Only an exact copy of the entries, stripped of pictures, will serve as the answer.

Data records
****************************************

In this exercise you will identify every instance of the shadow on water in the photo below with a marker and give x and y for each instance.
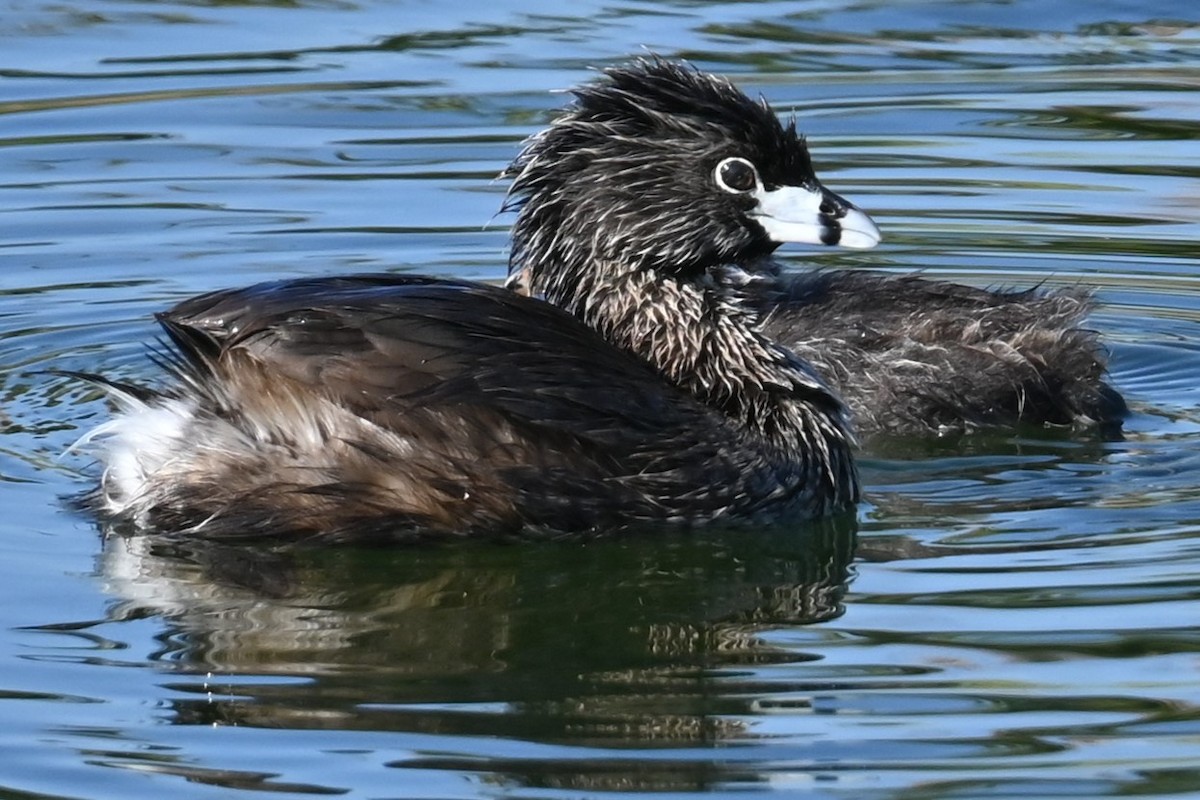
(543, 642)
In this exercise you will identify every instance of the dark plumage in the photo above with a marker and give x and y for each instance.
(907, 355)
(661, 373)
(401, 407)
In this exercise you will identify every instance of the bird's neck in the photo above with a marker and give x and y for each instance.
(703, 336)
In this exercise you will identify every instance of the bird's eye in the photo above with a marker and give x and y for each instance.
(736, 175)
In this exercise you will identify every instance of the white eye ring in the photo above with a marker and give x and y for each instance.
(736, 175)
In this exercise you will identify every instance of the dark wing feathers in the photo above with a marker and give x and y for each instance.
(911, 354)
(515, 407)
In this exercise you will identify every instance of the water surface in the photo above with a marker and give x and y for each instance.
(1009, 615)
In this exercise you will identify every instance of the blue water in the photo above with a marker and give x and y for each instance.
(1008, 617)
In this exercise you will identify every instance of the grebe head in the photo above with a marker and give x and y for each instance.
(661, 167)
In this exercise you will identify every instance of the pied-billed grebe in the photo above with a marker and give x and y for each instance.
(647, 391)
(624, 172)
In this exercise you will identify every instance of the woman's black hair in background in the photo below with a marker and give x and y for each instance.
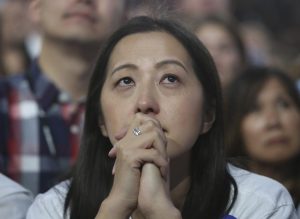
(241, 99)
(209, 194)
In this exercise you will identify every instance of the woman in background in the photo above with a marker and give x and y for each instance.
(224, 42)
(263, 125)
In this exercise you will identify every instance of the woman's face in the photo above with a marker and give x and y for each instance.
(223, 49)
(271, 130)
(151, 73)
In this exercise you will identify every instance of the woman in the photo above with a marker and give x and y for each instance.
(153, 137)
(225, 44)
(263, 124)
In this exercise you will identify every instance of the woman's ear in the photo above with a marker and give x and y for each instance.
(208, 120)
(103, 128)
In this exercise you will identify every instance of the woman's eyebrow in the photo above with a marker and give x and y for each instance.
(172, 62)
(124, 66)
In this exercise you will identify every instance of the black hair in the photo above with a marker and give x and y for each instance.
(209, 195)
(241, 97)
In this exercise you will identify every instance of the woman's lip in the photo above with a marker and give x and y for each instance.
(124, 131)
(277, 141)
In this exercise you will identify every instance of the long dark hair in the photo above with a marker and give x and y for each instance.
(241, 96)
(209, 194)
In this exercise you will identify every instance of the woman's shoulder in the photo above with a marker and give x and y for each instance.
(260, 197)
(51, 203)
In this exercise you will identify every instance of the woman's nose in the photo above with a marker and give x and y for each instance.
(147, 101)
(272, 118)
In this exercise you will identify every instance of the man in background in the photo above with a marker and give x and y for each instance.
(41, 110)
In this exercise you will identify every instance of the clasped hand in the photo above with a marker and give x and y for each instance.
(141, 182)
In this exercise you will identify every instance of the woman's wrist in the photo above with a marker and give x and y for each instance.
(113, 208)
(171, 213)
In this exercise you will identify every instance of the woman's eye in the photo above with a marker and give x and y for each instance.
(127, 81)
(170, 79)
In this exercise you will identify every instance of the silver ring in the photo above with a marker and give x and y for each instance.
(136, 131)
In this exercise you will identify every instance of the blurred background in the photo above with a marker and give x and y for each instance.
(270, 29)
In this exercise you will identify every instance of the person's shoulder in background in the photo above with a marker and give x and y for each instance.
(50, 204)
(260, 197)
(14, 199)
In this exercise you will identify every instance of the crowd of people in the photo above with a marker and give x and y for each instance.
(147, 109)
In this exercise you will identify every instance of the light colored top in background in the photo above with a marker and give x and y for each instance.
(14, 199)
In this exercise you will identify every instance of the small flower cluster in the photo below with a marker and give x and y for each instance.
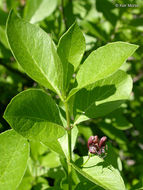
(97, 146)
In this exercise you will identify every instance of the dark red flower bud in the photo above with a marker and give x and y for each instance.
(96, 146)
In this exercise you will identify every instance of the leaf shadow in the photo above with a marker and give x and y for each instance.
(91, 95)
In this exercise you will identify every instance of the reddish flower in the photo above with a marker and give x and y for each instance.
(97, 146)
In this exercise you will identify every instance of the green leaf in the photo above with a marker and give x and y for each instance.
(14, 153)
(71, 48)
(37, 10)
(114, 134)
(102, 97)
(100, 172)
(35, 115)
(35, 52)
(102, 62)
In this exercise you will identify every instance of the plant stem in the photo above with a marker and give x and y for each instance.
(69, 147)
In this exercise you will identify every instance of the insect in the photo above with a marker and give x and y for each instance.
(96, 146)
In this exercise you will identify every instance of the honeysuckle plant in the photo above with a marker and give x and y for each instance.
(99, 87)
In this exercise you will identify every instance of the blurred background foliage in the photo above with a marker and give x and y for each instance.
(102, 21)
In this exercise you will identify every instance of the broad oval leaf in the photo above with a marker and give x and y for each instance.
(14, 153)
(102, 97)
(35, 52)
(100, 172)
(35, 115)
(37, 10)
(103, 62)
(70, 49)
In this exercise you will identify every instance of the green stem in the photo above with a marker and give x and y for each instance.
(69, 147)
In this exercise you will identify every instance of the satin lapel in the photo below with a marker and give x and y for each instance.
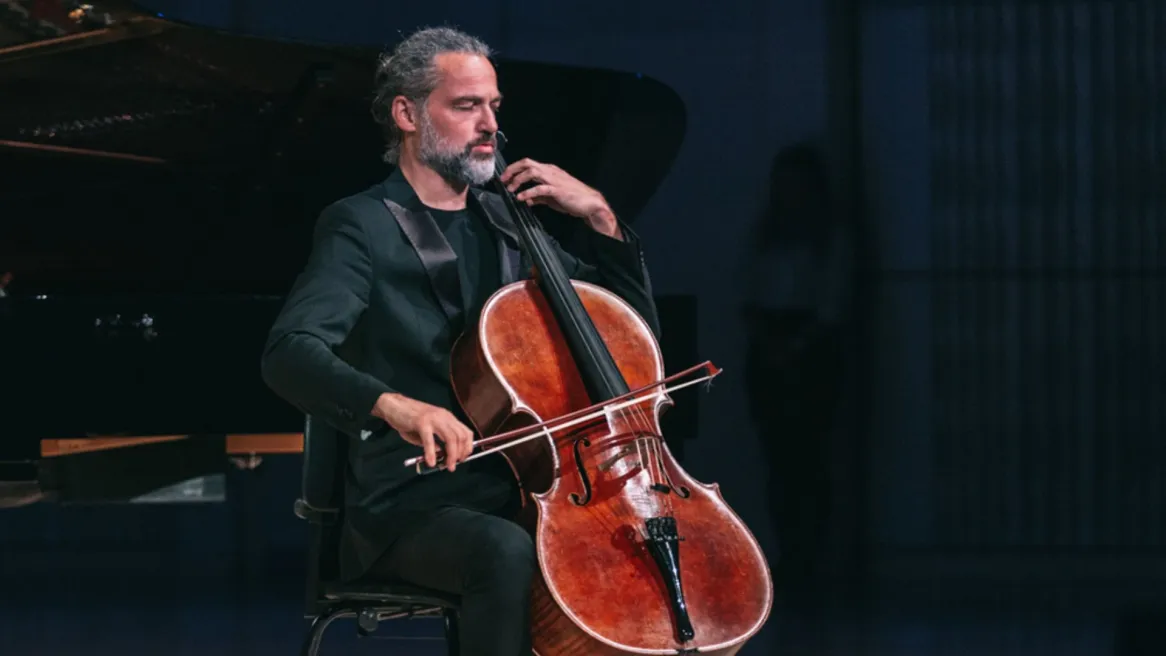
(510, 258)
(436, 255)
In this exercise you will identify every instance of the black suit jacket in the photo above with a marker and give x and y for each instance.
(377, 309)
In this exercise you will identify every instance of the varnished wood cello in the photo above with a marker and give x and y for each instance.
(636, 557)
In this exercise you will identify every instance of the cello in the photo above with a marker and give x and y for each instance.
(634, 556)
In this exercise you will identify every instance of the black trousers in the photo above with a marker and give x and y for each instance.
(486, 559)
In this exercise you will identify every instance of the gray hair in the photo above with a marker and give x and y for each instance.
(411, 70)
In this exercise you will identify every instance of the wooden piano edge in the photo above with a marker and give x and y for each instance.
(244, 444)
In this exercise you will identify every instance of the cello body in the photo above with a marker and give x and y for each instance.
(634, 555)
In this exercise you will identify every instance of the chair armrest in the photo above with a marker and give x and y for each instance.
(314, 515)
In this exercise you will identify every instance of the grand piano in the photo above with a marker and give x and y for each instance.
(159, 182)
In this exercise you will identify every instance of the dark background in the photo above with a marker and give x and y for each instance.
(998, 470)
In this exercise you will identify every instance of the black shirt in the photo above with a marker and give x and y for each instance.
(471, 237)
(486, 484)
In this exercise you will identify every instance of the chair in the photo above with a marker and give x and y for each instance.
(328, 599)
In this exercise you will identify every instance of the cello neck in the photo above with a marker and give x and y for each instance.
(601, 376)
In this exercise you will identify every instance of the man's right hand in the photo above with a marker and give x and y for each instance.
(422, 424)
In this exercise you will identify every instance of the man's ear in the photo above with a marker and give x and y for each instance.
(405, 114)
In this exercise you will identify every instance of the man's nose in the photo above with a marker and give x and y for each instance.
(489, 121)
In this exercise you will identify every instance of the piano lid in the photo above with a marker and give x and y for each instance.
(153, 156)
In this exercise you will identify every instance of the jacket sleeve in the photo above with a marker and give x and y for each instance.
(617, 266)
(300, 361)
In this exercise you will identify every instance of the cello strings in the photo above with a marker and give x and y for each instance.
(652, 459)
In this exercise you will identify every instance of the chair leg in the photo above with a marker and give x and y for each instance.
(451, 636)
(316, 633)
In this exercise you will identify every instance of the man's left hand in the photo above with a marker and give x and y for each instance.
(562, 192)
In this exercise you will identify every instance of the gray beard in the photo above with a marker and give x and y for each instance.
(456, 166)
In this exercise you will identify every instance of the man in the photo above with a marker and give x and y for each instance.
(395, 274)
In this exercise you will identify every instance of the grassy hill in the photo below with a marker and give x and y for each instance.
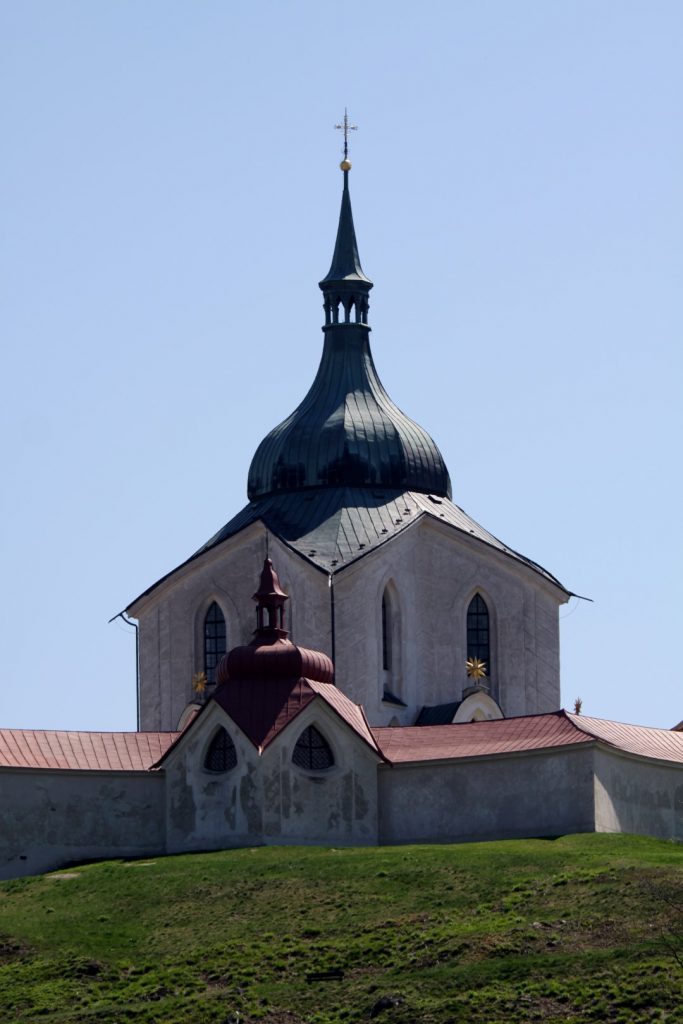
(585, 928)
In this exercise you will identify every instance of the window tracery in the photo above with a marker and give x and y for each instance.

****************************************

▶ Result for this task
In this exercise you will identify every instance of the shadow on water in the photo below with a marker and give x and y for each instance.
(543, 642)
In this exercise you will identify every instance of the dark plumage in the photo above with a marker and give x and y for each instance.
(907, 355)
(661, 373)
(401, 407)
In this exercise you will identify every instance of the bird's neck in the photo above with a marker and give x and y for each instance.
(703, 336)
In this exercise you will identify every instance of the bird's eye in the photo above with a marker and give x and y for each instance.
(736, 175)
In this exercise you will identify every instance of the white eye ring in the photo above with a marker and give x and y for each instance.
(736, 175)
In this exercise you will identify every instance of the dark wing feathers in the photo above with a marker and give x and y for each instance.
(911, 354)
(515, 407)
In this exercise you will identify every instance of the water surface in the photo above with a marker and give x and y for each instance.
(1009, 615)
In this exercise you will identify every instance of the blue water in the photo above with a marker and give x and y for each instance.
(1008, 617)
In this exercise you will identify every instance of the grebe head in the photo above with a marker and give x and y for each instance.
(661, 167)
In this exercise you will identify every instance of the pied-billed grebe in the photo above with a marker and give x and y for each instance.
(647, 391)
(624, 172)
In this exercise you will identify every instance of the woman's black hair in background in the photo below with a marker and give x and y for each instance.
(241, 99)
(209, 194)
In this exercise you will identify every instance of the woman in background in the photo above with a marker and give x and y for each instance.
(224, 42)
(263, 125)
In this exercise you will identify every instance of the woman's face in the photo above with a marker and give x and y for each instance.
(223, 49)
(271, 130)
(151, 73)
In this exercise you will identify every instance of the woman in the photo above with a marker and give x and y for each instance.
(153, 137)
(225, 44)
(263, 124)
In this exercise you will identify every instance of the woman's ear in the photo above with a marker and give x and y for each instance.
(208, 120)
(103, 128)
In this exercise you will identify every instance of the woman's eyebrow in the photo above with a marker and give x and y for each instance.
(172, 62)
(124, 66)
In this exercise you will identify every instance of the black hair in the photo above with a marker and give x and y for each instance.
(209, 195)
(241, 97)
In this exercise you will identify every instance of the woman's lip in the photo above with a marker and give x and y for each instance.
(124, 131)
(277, 141)
In this exercise you will identify every instance of the long dark hair in the photo above with a marker and give x and y for each instance.
(241, 96)
(209, 194)
In this exercise you will identify every instance of the woman's shoulder in the photo above with a marker and give x and y for each instance.
(260, 197)
(51, 203)
In this exercise you will identify every instance of the woman's nose in the photo above with a marker and give x and y for each instance.
(147, 101)
(272, 118)
In this exercise you will identify every instance of the man in background in the photo above with a marker and give x and y for each instance.
(41, 110)
In this exercise you will identify every instance of the clasped hand in the photo above with a marker and give x and y for each instance.
(141, 182)
In this exercise you will identify every instance of the woman's wrist in the photo above with a marker and give x and y for each instance.
(113, 208)
(171, 213)
In this exercise you will identify every instance of the woman's eye in the photo above with a marker and give x and y for each instance.
(127, 81)
(170, 79)
In this exercise you will identify every instance of the silver ring in the photo above with a marker and give x and y for each instance.
(136, 131)
In this exercise you will identify every instance of the blurred background in the photo above with a marker and give x and y for each instance.
(270, 29)
In this exercise you will identify every instance of the person's shoulder in background in the photo above with a marker and give x and y for each instance.
(50, 204)
(260, 197)
(14, 199)
In this exercise you will identify every instance of the crowd of people in the photo above with a marker and give x and y for each instance.
(147, 109)
In this exercise you will identify every instance of the light colored top in background in the photo above with a marker and give x and y for each instance.
(14, 199)
In this exercise you will identify every instance of the small flower cluster in the photo below with a marker and give x and y for each instance.
(97, 146)
In this exercise you will identify every instance of the dark red flower bud in the photo above with a marker and give x and y for each instance.
(96, 146)
In this exercise you will identify every instance of the leaf shadow in the photo above with a marker and give x and y for each instance.
(91, 95)
In this exercise you will identify every instance of the reddish flower in the photo above with a marker and give x and y for each instance.
(97, 146)
In this exercise you will identify every instance of the green leaf in the photo above with a marker and give x and y for each instance.
(14, 153)
(71, 48)
(37, 10)
(114, 134)
(102, 97)
(100, 172)
(35, 115)
(35, 52)
(102, 62)
In this exercise you will identify every instance of the plant stem in the photo above with a marker and give x and y for each instance.
(69, 147)
In this exercise you will identify every instance of the insect in the photo above with a marker and give x and y for each instance.
(96, 146)
In this exercise you will identify every instance of the honeysuckle plant in the photo above with a marker and give x and y for each instance.
(99, 87)
In this exercise you will identify every instance of the blurred background foliage in the photo above with a marker and give x and y for each instance.
(102, 21)
In this exercise you will identify every instance of the broad oval leaf in the photo above with a marker and give x and y for each instance.
(14, 153)
(102, 97)
(35, 52)
(100, 172)
(35, 115)
(37, 10)
(103, 62)
(70, 49)
In this exercise you will identify every instance of the green stem in the photo above with a marker and give x and y for each instance.
(69, 147)
In this exercise you will identify every instance of the satin lapel in the photo below with a marker and give x and y for each instance.
(510, 258)
(436, 255)
In this exercise you will identify every instance of the black suit jacket in the photo above with a marker and give x and y for each instance.
(377, 309)
In this exercise you will identify every instance of the varnished wood cello in the photo above with a marker and give x and y for each instance.
(636, 557)
In this exercise you will identify every instance of the cello in the photo above with a marker and give x and y for each instance.
(634, 556)
In this exercise you will identify every instance of the black trousers in the photo above with a marker and give x and y for each instance.
(486, 559)
In this exercise you will identify every instance of the gray hair in the photo above with a marker and give x and y for each instance.
(411, 70)
In this exercise you will identify every instance of the wooden piano edge in the photo above with a marker and give x and y for each instance.
(244, 444)
In this exercise you will identify every instance of the cello body in the photo above with a marker and give x and y for each instance.
(634, 555)
In this exercise you will identify every instance of the chair armrest in the photo above with a marker and give x and y for each instance.
(314, 515)
In this exercise you will identify every instance of the grand piano in the photo above with a marker and give x and y for each instance.
(159, 182)
In this exercise you will identify every instance of the dark background in the photo above with a marker and give x and y for each instance.
(998, 470)
In this exercise you will identify every instance of the black shirt in the photo above with a marker and give x and y for each instance.
(471, 237)
(486, 484)
In this exercise you will identify every instance of the chair in the photo above with a marker and give x and y for each instance.
(328, 599)
In this exercise you will identify every instance of the cello neck in the photo above with a marker and give x and y for each instance.
(601, 376)
In this exercise you will identify every instance of the man's right hand in the photo above with a marker and give x and y for each instance.
(422, 424)
In this exercise you will identify every instance of the man's ear in the photo above with a marker and give x and y for each instance.
(405, 114)
In this exercise you will identify every instance of the man's nose in the photo above with a marker and give x and y for each instance.
(489, 121)
In this exercise you will identify every instance of the piano lid in the photo above with a marker and give x and y for each instance.
(153, 156)
In this exercise you will identify every instance of the jacket sleeve in the photo above with a marker and give x and y for each instance.
(617, 266)
(300, 361)
In this exercise you will identify every instance of the cello strings in the photo above with a marker and give x and y for each instance.
(652, 459)
In this exercise you will identify every instance of the chair leg in the photo above with a marker and give x and y for each instance.
(451, 636)
(316, 633)
In this exercise you will identify every instance of the man's left hand in the photo above with a marker and give x and y for each instance.
(562, 192)
In this exercise you will identify every instance of the gray beard in the photo above with a marker and give x and y for each instance.
(456, 166)
In this exercise you will identify every instance of the man in the photo above with a marker and give x and y for each instance.
(395, 274)
In this exercise you will identify every instance of the grassy hill in the photo below with a marker and give x and y for each instance.
(585, 928)
In this exercise you will identify every instance of the window tracery in the photo above with a marker and give x and y for each instance.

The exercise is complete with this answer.